Tally up every line in the records beneath that has "salad", and write down only the total.
PROVIDED RECORDS: Begin
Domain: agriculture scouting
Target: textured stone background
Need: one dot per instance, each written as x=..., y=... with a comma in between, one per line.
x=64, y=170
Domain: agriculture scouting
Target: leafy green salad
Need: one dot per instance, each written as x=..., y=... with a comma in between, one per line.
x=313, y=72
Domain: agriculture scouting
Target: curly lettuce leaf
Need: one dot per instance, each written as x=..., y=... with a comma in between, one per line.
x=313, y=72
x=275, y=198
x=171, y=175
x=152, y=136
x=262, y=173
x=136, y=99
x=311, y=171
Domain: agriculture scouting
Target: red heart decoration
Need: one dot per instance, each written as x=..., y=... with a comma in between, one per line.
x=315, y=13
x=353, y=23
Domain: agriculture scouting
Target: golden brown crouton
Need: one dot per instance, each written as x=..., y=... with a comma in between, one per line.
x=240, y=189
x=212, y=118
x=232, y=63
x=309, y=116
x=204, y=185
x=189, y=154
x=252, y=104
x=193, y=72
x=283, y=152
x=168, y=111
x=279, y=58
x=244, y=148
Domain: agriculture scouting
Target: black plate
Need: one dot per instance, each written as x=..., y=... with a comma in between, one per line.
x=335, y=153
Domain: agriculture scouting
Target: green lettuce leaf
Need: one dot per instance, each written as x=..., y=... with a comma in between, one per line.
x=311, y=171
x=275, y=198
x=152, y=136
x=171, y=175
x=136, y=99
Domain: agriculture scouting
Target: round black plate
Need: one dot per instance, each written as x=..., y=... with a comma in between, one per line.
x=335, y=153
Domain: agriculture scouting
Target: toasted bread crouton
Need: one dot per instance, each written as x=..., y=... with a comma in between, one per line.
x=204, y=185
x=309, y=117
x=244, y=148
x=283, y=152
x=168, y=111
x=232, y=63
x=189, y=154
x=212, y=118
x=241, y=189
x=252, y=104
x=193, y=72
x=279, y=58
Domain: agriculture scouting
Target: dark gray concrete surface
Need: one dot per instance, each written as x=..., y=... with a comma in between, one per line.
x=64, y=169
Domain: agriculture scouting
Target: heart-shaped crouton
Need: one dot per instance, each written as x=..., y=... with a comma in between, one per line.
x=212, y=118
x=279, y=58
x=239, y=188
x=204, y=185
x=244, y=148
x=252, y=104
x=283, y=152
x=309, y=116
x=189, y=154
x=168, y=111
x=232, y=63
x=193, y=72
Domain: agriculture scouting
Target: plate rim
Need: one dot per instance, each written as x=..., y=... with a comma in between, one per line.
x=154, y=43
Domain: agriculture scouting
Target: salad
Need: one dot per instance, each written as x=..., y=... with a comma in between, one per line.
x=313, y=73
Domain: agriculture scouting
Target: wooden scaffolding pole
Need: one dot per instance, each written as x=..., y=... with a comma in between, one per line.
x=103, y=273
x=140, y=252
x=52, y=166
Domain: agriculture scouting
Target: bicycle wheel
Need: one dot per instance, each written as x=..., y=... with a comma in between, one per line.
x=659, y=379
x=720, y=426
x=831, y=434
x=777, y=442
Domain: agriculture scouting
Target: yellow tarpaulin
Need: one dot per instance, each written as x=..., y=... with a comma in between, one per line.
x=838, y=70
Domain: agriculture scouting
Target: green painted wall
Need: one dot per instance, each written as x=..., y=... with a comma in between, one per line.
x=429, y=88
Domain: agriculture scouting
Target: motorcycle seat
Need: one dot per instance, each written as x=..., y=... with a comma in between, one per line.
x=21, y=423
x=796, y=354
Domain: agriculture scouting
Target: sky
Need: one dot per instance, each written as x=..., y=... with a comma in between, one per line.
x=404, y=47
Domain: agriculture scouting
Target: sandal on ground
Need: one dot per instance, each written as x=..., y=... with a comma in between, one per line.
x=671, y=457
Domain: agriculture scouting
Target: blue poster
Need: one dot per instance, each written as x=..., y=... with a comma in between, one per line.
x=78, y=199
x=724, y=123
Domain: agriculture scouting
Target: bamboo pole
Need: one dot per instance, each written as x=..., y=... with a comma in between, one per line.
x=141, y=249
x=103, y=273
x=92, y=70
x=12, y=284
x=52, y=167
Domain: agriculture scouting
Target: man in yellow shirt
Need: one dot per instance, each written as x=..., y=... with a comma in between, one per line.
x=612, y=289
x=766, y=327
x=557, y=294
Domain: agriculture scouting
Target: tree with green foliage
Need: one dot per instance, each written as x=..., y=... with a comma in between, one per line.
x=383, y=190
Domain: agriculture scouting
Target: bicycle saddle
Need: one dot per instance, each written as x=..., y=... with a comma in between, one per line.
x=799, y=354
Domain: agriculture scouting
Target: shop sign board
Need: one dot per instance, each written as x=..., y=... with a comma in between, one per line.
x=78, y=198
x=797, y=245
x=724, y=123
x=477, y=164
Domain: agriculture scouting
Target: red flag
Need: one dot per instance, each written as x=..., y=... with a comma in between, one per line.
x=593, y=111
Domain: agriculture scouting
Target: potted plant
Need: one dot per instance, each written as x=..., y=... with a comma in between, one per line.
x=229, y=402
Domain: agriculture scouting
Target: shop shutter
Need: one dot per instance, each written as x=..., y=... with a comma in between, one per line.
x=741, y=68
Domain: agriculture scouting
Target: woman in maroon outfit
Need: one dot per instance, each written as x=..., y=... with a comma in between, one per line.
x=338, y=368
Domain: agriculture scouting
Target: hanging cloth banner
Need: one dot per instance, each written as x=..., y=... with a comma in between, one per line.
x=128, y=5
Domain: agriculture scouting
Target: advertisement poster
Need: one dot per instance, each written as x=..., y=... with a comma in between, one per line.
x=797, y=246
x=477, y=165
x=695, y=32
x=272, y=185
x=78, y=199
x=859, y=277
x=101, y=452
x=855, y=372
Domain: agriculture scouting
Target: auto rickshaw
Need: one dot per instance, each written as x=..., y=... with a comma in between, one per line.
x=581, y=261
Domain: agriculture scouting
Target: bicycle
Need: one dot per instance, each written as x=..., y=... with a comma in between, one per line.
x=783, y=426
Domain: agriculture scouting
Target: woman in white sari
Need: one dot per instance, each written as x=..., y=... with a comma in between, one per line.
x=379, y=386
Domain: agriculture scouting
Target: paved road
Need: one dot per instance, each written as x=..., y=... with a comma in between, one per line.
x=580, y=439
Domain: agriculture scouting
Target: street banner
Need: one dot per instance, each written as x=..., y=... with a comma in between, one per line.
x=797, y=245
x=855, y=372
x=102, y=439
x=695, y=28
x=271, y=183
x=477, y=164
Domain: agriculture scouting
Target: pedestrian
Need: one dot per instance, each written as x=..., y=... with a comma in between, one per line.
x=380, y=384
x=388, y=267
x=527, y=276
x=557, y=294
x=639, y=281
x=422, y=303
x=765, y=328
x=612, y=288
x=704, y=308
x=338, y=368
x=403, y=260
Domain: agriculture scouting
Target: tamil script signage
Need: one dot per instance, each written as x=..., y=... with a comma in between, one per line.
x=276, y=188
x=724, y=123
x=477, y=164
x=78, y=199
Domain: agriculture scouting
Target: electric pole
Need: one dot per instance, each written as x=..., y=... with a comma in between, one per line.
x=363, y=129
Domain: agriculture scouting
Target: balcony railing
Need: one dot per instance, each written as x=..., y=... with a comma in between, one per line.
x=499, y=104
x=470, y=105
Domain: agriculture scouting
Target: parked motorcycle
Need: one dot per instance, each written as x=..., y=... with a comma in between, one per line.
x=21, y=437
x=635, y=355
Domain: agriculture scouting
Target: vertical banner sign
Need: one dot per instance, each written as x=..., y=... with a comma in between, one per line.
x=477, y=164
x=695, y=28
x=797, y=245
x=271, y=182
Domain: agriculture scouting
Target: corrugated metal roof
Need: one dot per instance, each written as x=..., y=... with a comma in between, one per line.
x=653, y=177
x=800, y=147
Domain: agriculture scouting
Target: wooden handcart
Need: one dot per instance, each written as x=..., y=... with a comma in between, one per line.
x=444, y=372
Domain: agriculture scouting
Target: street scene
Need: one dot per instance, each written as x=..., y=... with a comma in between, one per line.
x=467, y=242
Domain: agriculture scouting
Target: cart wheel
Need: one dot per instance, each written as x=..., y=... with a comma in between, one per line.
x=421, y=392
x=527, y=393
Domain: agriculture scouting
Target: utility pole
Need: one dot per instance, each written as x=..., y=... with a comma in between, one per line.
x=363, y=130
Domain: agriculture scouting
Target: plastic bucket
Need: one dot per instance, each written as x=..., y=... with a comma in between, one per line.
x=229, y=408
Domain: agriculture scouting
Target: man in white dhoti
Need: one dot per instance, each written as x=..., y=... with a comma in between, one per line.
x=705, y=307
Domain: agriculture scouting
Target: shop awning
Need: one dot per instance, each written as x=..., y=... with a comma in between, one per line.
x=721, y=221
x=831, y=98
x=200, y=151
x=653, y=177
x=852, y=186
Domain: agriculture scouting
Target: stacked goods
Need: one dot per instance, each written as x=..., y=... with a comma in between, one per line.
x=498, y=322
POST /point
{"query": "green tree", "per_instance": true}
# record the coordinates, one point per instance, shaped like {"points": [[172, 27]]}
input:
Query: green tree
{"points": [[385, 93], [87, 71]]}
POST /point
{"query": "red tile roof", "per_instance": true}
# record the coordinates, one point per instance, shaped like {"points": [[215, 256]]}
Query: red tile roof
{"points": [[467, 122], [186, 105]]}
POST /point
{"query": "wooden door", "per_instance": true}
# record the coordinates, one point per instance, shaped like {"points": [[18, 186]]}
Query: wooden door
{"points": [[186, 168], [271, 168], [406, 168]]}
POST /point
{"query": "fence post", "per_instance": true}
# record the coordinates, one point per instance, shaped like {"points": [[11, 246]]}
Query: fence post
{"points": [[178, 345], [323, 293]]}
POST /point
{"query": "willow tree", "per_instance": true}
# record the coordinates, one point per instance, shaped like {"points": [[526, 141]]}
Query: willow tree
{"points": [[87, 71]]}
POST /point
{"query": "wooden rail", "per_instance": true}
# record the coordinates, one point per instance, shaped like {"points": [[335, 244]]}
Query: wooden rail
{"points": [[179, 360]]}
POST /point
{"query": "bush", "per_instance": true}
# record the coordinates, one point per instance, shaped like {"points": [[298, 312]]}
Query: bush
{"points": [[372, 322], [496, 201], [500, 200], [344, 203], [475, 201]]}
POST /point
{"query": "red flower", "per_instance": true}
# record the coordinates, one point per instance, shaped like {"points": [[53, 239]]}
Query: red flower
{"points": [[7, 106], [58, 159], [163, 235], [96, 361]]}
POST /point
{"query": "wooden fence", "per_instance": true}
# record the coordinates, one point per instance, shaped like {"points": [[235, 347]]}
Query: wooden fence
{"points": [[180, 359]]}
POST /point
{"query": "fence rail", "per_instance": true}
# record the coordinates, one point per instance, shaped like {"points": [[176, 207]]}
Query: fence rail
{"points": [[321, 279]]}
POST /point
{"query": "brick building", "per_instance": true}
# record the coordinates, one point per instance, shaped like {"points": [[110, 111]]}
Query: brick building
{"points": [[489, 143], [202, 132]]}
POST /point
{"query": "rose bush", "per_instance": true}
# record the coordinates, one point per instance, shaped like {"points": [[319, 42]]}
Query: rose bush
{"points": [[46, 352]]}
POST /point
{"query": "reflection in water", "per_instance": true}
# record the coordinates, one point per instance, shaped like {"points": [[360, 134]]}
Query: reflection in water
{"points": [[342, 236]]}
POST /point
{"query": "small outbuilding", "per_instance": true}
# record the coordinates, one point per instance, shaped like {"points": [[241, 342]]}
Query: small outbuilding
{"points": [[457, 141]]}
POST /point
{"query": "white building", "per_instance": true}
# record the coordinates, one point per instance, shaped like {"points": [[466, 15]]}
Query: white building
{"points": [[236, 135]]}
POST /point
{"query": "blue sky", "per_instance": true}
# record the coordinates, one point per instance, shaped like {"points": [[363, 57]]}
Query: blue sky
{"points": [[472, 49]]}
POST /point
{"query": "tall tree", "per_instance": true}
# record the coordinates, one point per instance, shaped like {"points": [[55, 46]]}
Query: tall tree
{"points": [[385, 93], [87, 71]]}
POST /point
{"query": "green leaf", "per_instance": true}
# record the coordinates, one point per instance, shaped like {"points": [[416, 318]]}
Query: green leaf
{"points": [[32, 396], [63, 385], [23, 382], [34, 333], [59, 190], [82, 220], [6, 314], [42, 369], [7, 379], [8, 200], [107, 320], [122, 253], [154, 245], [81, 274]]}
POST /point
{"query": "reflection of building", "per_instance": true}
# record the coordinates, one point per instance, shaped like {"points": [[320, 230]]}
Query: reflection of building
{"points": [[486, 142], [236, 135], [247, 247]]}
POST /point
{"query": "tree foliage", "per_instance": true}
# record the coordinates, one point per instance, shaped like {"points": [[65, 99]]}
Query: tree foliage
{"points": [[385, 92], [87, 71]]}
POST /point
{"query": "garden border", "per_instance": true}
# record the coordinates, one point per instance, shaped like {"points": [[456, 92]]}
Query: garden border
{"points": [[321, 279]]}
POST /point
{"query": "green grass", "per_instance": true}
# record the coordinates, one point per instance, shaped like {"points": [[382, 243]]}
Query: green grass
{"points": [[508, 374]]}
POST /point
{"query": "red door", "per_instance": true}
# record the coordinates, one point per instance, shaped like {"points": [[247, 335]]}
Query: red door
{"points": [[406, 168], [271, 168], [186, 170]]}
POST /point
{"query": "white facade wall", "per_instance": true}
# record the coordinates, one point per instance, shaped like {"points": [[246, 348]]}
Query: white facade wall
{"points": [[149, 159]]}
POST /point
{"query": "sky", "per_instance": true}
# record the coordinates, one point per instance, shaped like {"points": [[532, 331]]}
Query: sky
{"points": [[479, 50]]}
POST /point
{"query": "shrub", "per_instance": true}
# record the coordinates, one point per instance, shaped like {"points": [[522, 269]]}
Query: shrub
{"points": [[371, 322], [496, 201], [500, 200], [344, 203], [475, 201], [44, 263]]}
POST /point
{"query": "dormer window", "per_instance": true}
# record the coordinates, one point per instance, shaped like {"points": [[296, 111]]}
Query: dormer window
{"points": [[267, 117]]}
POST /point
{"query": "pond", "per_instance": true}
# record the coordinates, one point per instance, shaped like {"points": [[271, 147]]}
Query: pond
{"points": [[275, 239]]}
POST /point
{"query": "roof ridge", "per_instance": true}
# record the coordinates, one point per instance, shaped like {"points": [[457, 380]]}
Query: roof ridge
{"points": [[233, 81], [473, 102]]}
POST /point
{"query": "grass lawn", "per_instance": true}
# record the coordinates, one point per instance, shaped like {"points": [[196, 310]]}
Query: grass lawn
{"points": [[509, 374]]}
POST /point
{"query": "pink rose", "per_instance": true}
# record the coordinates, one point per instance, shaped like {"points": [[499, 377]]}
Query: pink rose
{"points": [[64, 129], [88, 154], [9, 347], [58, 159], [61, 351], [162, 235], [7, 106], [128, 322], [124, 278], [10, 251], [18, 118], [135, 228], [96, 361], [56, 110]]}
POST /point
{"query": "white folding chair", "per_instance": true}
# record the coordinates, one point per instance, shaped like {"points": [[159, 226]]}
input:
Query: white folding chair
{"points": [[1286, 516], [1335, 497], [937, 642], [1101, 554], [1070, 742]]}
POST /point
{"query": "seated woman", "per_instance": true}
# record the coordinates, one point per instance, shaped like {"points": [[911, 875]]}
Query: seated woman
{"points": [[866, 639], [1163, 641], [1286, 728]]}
PROVIDED RECORDS: End
• _SOLUTION FOR THIS PROBLEM_
2